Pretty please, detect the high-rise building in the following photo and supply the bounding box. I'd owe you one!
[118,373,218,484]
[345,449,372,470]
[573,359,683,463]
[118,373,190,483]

# Exercise goal
Please edit the records above so that "high-rise building" becomes "skyscraper", keeping every other part the same.

# Solution
Pretty please, detect the skyscraper in the following photo and supply the bounding box. I'd owe you one!
[118,373,218,484]
[345,449,372,470]
[573,359,683,463]
[118,373,190,483]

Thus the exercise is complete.